DATASET RECORDS =
** BEGIN **

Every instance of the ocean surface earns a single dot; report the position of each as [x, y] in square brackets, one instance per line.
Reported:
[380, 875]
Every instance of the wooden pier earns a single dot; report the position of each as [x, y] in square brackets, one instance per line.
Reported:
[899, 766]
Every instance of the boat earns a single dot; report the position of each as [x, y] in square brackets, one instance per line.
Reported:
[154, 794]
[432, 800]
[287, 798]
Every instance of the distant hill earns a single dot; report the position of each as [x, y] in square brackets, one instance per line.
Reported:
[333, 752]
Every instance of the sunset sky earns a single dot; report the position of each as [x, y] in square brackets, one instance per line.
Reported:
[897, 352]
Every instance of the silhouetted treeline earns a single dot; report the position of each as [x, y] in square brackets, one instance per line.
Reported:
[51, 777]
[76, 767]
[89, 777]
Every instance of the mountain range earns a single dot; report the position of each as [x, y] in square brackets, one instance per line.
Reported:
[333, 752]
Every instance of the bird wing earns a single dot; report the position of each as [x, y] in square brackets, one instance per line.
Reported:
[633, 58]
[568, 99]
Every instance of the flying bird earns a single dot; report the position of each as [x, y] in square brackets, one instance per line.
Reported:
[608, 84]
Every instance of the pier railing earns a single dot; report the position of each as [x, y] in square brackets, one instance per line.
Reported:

** END **

AIM = Could you return all of the lines above unchanged, word for word and in the same order?

FULL OUTPUT =
Every instance of the ocean surface earns a single dot; report the position of each as [x, y] in square brackets, one instance per line.
Reported:
[380, 875]
Every instance of the wooden pier earns a single dot; report the position of each as [x, y] in square brackets, one instance per line.
Reported:
[899, 766]
Every instance of the boat earns a single dot; report the position of each as [x, y] in square brackets, one instance per line.
Reported:
[154, 794]
[432, 800]
[287, 798]
Every instance of the distant hill earns a single dot; report the position of each as [x, y] in square brackets, one instance per line.
Reported:
[333, 752]
Every instance of the sunset sky earns a single dot; report the position of each as [x, y] in square brackets, one instance per line.
Reported:
[897, 352]
Every instance of the silhouetted treeline earns a single dot; report the position of each as [x, y] in square brackets, one instance per line.
Reported:
[51, 777]
[76, 767]
[89, 777]
Every instance of the mountain range earns a single dot; report the position of each as [x, y] in square brackets, one instance per line.
Reported:
[333, 752]
Every instance of the bird wing earns a single dot; report the position of each as [x, y] in square brackets, one instance per line.
Reported:
[633, 58]
[568, 99]
Every instance of the flying bird earns a single dot; report the position of each as [x, y] in square brackets, one instance per line.
Reported:
[608, 84]
Every instance of the pier railing earns a single dot; report the position of each as [x, y] in square brackets, one instance per line.
Reported:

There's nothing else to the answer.